- _提示文_:
□ □ □

元ロッテの里崎智也氏(野球評論家)の「ウェブ特別評論」を掲載中。20回目は「空振りのバットが捕手の頭部に当たるのは、どちらが悪いのか」です。

 先日、ヤクルト・バレンティンの空振りしたバットが一周回って捕手の頭部を直撃するアクシデントが立て続けに起きた。

【ケース1】

<中日2-5ヤクルト>◇7月24日◇ナゴヤドーム

 5回2死一塁。ヤクルト3番バレンティンへの3球目、空振りしたバットがそのまま杉山捕手の頭へ。当たった瞬間、杉山はホームベース付近で倒れストレッチャーで負傷退場。頭頂部からは出血。救急車で愛知・長久手市内の病院へ運ばれ検査した結果、脳に異常はなく左頭部の打撲と切傷と診断された。

【ケース2】

<ヤクルト4-16広島>◇8月2日◇神宮

 1回2死一、三塁の場面。広島先発ジョンソンが1ストライクから投じた2球目。低めのボールにヤクルト・バレンティンがスイング。打球はバックネットへのファウルとなったが、片手でフォロースルーをとったバットは石原捕手の頭部を直撃。石原はその場で倒れ込み担架で退場。救急車で都内の病院へと向かい検査の結果「脳振とう、後頭部打撲」と診断された。

 2人の負傷した捕手には気の毒だが、どっちかというと捕手が悪い。いずれのケースも打者にルール違反はない。もちろん、故意的にやったとなれば大問題だが。

 捕手は少し後方に下がって捕球したり、グラブをはめた手を前に出して捕球するが、頭は前に出さないとかと対処しようがある。

 捕手が下がれば、投手から遠くなるとか、ワンバウンドの捕球が難しくなるとか、盗塁を刺す際に不利になるなど、いろんなデメリットが考えられるかも知れない。しかし、1メートル、2メートルも下がるわけではなく、特定の打者に限定されるため、そこまで不利益はないだろう。

□ □ □

- _抽出資料_:
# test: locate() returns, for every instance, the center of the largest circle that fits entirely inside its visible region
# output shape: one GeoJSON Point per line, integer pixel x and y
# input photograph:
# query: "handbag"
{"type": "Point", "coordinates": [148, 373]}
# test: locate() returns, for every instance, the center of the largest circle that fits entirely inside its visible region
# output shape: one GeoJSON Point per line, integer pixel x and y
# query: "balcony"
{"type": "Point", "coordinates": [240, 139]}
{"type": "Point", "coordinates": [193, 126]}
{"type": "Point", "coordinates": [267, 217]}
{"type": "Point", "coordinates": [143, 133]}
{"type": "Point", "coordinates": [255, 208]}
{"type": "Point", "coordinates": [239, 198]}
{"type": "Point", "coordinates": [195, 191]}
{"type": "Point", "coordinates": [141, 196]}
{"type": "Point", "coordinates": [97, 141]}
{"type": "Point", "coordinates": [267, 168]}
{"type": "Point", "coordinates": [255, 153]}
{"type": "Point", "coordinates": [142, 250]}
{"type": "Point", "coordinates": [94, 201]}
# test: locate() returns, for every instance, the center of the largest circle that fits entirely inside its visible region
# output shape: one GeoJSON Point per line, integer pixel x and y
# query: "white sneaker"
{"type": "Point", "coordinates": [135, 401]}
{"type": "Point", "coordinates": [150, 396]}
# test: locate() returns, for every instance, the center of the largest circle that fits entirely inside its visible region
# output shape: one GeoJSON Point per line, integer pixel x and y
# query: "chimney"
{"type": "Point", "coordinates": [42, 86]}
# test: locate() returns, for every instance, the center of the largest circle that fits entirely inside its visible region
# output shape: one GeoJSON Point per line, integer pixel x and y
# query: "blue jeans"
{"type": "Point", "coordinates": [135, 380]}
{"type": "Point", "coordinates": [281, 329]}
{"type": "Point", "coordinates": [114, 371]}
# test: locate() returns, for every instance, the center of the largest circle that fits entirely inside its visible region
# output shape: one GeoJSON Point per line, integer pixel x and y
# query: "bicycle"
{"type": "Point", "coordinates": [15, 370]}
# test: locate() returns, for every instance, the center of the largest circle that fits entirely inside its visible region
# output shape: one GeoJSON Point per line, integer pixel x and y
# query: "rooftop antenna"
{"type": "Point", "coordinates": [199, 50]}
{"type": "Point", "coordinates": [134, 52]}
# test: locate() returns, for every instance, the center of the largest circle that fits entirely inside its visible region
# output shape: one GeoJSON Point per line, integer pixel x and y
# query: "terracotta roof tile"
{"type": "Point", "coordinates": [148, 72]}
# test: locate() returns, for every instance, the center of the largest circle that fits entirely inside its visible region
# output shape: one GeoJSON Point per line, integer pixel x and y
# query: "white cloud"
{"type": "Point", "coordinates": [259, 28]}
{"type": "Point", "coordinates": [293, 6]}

□ □ □

- _作業指示 1_: 提示文のケース2で、石原捕手は検査の結果どう診断されたか。
- _作業指示 2_: 空振りのバットが捕手の頭部に当たる事故を論じた提示文を、最後の文の続きから書き継ぐこと。
エントリーは提示文とは別の出典から取られている。

- _解答欄 1_: 脳振とう、後頭部打撲と診断された。

- _解答欄 2_:
 見たところ外角球で“事件”は起きず、打者寄りの真ん中から内角を攻めた場合に起きているようだ。

 プロである以上、フォロースルーが大きく頭部に当たる可能性があると判断すれば対処しなくてはならない。

 ロッテの元チームメートでバレンティンにも負けじとフォロースルーの大きいホワイトセルがいた。バレンティンと同様のアクシンデントが3度ほど起きたが、最後は捕手が対処した。

 捕手はバットの当たる位置に構えておかねばいけない、というルールはない。

 捕手心理に立つと少しでも前で捕球したいという気持ちは理解できる。ベースの上で捕球したいという選手もいるかも知れないが、打者に当たらない位置まで下がるのは自分で調整しなくてはいけない。

 打者にしても、捕手にしてもヘルメットのおかげで、どれだけ軽傷ですんでいるのだろう。

 幼いころテレビで帽子のつばを後ろに向けていた捕手を見た気もするが、冷静に考えると恐ろしい。

 2009年のWBCで元マリナーズの城島はグラブを持った左手首にサッカー選手のすねあてのような防具をつけていた。バットが当たる最悪の事態を想定していたのだ。

 バットが捕手に当たったという情報を少しでも伝え聞いたら、対処して当然。

 WBCの私の体験談で言えば、キューバにスイングでフォロースルーの大きい選手がいたイメージがある。来年のWBCで万が一、捕手の頭部にバットが当たって負傷帰国などとなれば「やられ損」。チームにとっても痛手となり、目も当てられない。

 ◆里崎智也(さとざき・ともや)1976年(昭51)5月20日、徳島県生まれ。鳴門工(現鳴門渦潮)-帝京大を経て98年にロッテを逆指名しドラフト2位で入団。06年第1回WBCでは優勝した王ジャパンの正捕手として活躍。08年北京五輪出場。06、07年ベストナインとゴールデングラブ賞。オールスター出場7度。05、09年盗塁阻止率リーグ1位。2014年のシーズン限りで引退。実働15年で通算1089試合、3476打数890安打(打率2割5分6厘)、108本塁打、458打点。現役時代は175センチ、94キロ。右投げ右打ち。